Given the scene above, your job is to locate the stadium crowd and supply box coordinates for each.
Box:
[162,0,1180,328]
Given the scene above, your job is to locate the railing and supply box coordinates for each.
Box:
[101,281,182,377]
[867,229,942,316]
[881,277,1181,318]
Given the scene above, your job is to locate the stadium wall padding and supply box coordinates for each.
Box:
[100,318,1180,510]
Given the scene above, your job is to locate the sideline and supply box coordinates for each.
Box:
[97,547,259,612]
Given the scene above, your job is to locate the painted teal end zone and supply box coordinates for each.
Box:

────────────────────────────────────────

(What the task asks):
Reproduce the records above exactly.

(Exercise result):
Given the scene above, your job is to locate the stadium crowd and supply box coordinates for each.
Box:
[162,0,1180,328]
Given the scene above, your job is to locate the railing and supply box coordinates for each.
Box:
[101,281,182,377]
[867,229,942,316]
[881,277,1181,318]
Given the scene above, your job is to locate the stadium wall padding and supply box coordinates for each.
Box:
[100,318,1180,510]
Given the scene above, your job is to locate the sideline and supply box coordinates for each.
Box:
[97,547,259,612]
Given the scene above, your job is to locate the painted teal end zone and supply box coordinates for each.
Box:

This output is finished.